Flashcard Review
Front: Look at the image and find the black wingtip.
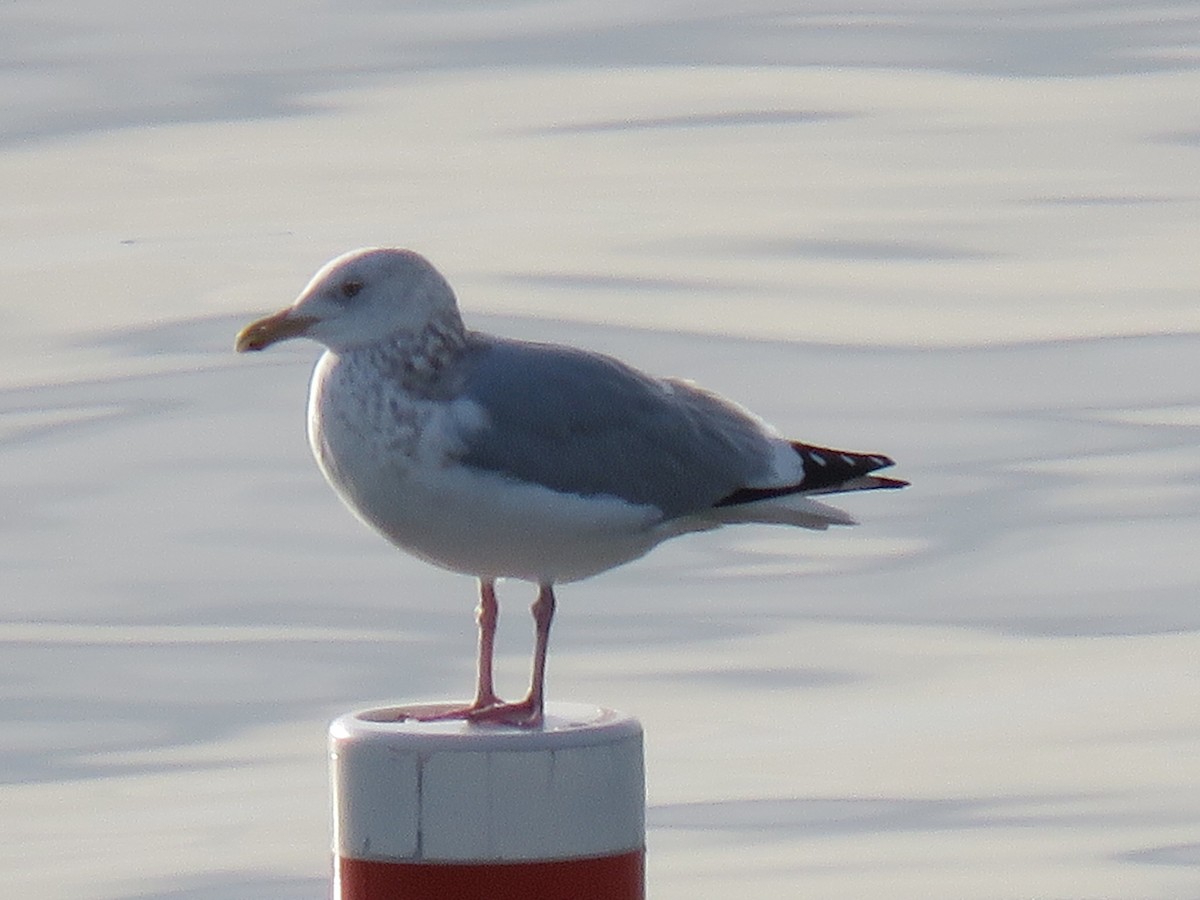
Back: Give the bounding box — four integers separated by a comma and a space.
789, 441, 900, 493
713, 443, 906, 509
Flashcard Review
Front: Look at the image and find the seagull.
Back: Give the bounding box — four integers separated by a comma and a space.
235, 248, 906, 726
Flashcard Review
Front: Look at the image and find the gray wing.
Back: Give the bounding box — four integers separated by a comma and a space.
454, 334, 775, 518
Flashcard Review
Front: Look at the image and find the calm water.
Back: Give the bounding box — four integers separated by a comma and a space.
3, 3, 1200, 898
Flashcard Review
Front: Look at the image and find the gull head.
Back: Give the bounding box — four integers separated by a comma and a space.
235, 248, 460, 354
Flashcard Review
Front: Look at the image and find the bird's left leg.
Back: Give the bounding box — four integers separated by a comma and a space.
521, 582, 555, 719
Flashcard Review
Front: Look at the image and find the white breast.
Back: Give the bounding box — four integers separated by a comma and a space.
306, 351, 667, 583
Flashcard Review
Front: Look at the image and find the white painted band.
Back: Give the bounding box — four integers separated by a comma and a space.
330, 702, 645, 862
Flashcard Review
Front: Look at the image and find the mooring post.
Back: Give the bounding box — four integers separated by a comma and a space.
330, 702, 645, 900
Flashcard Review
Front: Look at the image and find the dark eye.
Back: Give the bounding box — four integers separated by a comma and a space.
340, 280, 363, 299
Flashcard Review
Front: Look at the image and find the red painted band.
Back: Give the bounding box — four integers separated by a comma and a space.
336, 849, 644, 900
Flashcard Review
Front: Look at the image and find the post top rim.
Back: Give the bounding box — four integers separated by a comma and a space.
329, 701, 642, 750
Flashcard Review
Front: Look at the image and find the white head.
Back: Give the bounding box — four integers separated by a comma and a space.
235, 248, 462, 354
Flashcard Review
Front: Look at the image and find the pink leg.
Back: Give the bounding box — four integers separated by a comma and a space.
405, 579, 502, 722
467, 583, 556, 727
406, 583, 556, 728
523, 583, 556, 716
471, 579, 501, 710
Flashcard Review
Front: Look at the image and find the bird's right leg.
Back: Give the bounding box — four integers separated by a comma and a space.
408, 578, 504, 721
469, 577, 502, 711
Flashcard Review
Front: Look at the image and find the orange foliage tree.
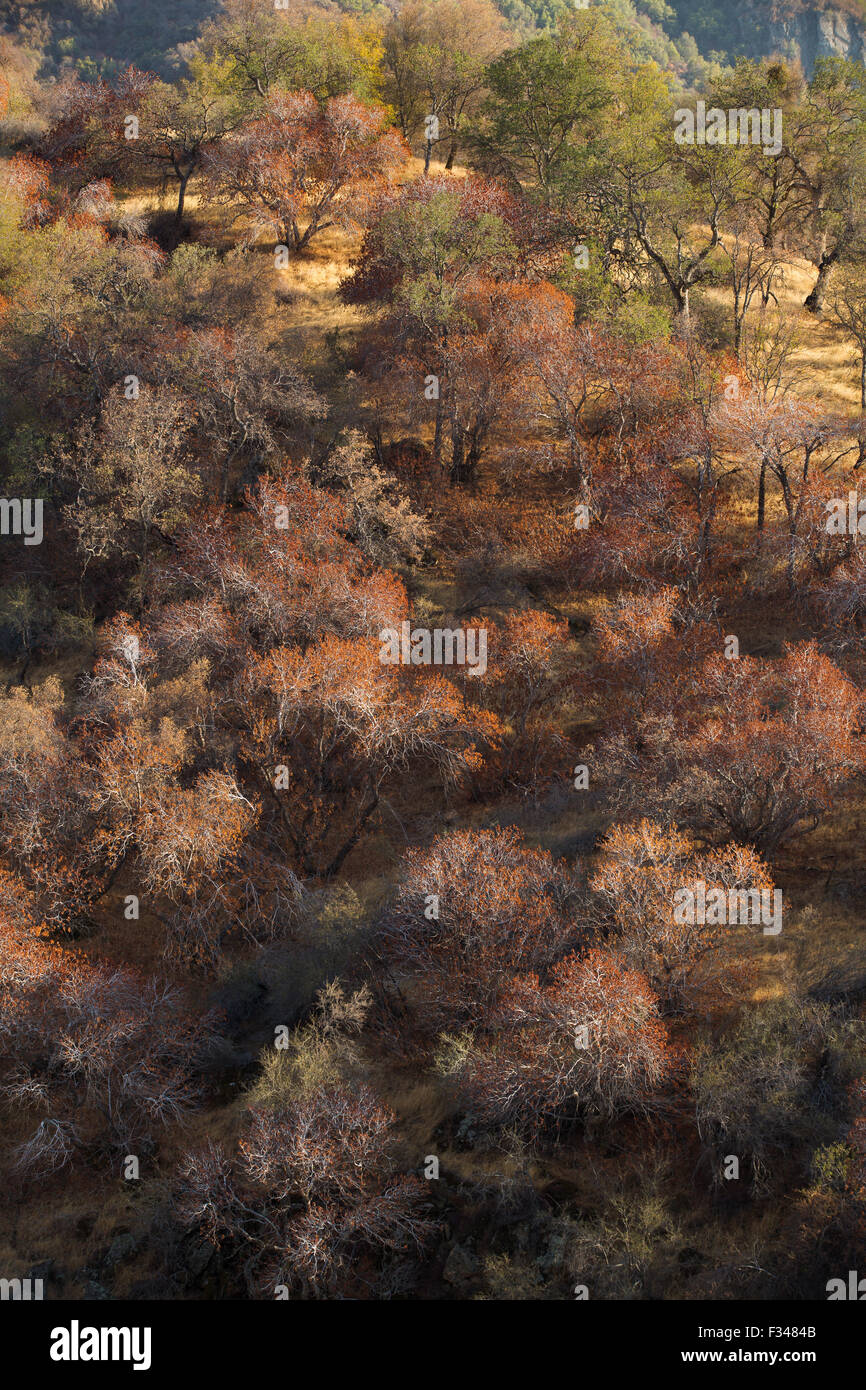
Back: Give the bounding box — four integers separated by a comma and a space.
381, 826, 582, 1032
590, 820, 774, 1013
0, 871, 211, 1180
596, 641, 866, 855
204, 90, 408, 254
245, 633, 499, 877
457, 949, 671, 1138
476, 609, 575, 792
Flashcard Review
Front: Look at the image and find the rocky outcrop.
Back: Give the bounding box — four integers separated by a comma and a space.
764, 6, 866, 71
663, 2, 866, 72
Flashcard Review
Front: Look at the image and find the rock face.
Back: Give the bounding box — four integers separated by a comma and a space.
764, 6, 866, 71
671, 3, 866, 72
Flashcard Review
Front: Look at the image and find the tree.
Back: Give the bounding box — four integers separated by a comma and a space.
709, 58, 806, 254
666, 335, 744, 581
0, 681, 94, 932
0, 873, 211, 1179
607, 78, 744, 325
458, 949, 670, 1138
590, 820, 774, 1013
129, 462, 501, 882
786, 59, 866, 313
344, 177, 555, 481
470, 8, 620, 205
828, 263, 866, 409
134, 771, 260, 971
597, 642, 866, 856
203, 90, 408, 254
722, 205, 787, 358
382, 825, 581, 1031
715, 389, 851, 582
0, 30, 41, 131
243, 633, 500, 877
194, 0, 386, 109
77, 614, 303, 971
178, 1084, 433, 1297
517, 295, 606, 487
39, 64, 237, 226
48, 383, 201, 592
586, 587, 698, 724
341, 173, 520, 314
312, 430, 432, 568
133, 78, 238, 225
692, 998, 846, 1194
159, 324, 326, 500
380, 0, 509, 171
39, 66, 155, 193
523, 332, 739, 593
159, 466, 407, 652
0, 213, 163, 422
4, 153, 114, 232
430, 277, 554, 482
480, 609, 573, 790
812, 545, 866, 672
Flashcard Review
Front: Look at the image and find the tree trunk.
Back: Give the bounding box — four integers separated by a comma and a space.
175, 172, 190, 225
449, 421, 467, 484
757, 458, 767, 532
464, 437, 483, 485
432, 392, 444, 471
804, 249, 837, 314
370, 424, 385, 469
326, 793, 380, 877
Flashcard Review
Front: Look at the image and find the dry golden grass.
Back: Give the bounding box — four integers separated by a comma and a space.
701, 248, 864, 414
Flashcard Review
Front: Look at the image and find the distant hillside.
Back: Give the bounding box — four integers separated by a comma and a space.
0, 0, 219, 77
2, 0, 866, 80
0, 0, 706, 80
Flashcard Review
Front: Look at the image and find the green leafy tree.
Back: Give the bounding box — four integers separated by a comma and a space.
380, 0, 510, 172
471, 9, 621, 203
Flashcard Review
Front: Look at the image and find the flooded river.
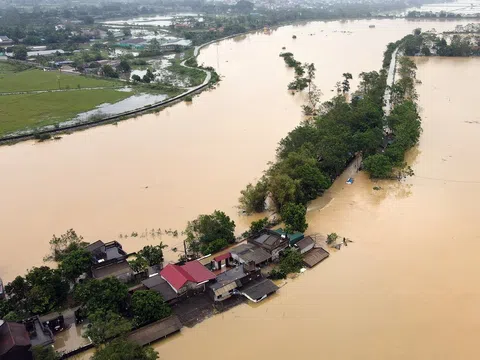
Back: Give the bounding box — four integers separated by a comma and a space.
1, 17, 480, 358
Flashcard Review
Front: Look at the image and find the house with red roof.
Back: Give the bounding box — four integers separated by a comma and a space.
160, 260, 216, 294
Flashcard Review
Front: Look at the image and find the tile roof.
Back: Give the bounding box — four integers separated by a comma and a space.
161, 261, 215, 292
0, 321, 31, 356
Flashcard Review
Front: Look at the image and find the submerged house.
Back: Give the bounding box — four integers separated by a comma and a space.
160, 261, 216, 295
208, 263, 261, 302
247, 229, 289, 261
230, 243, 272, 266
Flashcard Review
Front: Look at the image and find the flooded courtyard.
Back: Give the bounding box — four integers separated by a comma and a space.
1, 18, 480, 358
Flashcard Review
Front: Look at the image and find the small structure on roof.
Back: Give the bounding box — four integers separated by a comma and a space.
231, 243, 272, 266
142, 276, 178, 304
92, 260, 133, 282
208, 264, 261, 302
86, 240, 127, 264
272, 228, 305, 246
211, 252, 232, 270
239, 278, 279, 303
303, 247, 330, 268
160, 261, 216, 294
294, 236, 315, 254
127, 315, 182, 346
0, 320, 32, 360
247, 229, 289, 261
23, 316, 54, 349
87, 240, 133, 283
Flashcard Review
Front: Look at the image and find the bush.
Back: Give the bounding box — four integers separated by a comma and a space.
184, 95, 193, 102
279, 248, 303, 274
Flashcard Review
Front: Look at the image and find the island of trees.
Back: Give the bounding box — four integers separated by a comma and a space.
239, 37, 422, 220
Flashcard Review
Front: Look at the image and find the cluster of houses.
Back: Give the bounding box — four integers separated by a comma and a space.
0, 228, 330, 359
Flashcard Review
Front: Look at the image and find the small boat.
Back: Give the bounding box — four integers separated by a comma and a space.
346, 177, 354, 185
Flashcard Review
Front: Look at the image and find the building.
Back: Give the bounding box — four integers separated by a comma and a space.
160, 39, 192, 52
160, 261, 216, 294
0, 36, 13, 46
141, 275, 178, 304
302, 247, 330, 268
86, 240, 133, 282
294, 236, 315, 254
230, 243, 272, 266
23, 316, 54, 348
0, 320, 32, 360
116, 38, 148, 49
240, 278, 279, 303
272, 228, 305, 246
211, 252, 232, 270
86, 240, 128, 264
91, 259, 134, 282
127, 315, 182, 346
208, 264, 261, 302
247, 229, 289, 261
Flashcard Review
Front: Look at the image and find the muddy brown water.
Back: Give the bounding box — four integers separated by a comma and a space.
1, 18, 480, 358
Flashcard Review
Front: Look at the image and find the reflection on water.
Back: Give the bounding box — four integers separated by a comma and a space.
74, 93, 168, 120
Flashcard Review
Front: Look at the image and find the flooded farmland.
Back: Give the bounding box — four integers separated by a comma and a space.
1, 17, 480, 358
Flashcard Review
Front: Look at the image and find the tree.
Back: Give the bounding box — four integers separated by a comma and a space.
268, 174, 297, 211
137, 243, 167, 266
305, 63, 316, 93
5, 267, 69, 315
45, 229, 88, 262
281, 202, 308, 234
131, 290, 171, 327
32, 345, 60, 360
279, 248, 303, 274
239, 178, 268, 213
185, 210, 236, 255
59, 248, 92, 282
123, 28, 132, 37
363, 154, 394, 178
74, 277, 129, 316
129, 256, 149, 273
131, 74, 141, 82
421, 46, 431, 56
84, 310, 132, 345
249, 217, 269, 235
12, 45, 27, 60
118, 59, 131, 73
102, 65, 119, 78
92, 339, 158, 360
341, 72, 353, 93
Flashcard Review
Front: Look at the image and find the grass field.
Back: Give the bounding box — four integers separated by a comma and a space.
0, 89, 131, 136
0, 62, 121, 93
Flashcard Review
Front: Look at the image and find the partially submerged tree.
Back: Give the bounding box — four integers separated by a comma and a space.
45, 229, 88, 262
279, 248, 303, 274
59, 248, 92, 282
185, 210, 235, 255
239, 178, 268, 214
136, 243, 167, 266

+++++

(The task) Whenever a line of the data above includes the word "flooded", copy that line.

(Task answer)
Front: Look at the image and find the flooded river.
Front: Look at the image and find the flooded courtyard.
Front: Look at the image and find the flooded farmland.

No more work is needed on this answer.